RECORDS FOR PROCESSING:
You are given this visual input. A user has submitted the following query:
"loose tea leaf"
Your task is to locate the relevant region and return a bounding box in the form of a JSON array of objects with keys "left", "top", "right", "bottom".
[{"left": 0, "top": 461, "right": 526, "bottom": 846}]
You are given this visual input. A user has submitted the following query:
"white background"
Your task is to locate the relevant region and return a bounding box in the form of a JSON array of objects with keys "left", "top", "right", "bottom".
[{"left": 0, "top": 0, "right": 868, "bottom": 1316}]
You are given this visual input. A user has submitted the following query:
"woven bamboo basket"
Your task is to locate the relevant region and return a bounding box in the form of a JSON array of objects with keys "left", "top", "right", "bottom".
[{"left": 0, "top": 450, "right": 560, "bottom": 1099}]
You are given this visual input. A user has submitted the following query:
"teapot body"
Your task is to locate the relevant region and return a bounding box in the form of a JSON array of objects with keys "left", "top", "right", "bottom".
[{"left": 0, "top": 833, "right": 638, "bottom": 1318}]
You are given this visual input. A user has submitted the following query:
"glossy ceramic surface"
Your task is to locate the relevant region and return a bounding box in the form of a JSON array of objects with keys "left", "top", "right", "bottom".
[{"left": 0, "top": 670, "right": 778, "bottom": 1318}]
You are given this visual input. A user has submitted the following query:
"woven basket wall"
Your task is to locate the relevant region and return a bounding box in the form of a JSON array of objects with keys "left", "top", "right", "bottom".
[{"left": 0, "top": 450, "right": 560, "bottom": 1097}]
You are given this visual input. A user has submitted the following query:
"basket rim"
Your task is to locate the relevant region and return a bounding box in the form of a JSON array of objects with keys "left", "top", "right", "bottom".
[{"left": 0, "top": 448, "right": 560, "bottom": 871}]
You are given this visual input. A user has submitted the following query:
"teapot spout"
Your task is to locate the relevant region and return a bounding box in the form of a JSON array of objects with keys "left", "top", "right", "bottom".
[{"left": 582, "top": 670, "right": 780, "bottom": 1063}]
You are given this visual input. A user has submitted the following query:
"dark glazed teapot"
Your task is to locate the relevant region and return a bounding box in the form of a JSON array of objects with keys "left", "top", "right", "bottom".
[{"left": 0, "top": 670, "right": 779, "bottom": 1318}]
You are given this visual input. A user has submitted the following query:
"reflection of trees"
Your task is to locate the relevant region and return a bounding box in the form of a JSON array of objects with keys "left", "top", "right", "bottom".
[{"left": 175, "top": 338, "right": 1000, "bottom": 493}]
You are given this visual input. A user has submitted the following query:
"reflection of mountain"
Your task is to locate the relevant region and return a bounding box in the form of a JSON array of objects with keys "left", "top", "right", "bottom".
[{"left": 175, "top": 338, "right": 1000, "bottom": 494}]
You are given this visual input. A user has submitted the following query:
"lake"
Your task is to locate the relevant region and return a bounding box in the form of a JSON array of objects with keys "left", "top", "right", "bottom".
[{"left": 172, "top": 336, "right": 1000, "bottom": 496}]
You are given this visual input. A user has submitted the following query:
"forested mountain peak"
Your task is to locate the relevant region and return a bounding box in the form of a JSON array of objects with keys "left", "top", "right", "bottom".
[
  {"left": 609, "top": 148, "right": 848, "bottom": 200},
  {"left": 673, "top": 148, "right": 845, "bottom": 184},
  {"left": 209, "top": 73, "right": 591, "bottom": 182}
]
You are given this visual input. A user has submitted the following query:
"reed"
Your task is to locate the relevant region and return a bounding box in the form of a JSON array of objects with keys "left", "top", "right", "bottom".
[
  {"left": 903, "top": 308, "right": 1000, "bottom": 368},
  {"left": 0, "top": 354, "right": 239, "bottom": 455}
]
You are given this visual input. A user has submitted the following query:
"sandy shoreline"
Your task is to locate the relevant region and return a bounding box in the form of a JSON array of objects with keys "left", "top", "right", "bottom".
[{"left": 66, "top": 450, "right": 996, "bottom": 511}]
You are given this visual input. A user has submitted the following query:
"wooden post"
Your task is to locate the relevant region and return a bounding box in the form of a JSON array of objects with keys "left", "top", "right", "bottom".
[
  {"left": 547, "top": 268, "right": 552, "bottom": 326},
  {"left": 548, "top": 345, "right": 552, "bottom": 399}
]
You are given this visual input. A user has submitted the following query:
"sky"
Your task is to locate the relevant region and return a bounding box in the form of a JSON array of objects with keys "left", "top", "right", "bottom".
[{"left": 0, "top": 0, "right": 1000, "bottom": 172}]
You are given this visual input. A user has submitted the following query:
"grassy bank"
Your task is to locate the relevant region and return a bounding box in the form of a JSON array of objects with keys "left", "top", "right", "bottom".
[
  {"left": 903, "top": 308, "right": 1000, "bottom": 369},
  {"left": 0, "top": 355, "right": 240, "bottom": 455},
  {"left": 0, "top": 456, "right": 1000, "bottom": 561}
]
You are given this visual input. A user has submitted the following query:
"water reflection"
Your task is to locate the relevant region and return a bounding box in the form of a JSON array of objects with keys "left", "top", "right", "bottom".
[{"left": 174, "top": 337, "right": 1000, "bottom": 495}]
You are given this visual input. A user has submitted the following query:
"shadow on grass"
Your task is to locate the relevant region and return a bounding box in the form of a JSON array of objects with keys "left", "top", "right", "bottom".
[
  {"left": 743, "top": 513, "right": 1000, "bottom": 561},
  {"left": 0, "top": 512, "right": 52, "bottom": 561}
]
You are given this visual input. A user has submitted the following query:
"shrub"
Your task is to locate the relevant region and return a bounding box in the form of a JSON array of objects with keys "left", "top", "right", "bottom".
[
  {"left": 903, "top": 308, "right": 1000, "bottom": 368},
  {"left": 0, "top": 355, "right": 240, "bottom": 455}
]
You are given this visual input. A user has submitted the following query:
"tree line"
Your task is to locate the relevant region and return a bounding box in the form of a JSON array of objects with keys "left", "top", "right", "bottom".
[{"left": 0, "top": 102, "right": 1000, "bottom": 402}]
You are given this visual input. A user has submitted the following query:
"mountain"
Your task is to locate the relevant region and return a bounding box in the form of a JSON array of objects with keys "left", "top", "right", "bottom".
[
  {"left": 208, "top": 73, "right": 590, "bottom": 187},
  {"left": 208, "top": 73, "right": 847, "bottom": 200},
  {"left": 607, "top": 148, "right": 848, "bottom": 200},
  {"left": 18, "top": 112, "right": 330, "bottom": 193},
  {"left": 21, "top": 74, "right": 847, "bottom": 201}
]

GOAL OF THE EXERCISE: Count the lines in the listing above that contain the string "woven", treating uppercase and lowercase as different, and give only the number.

EXERCISE OUTPUT: 2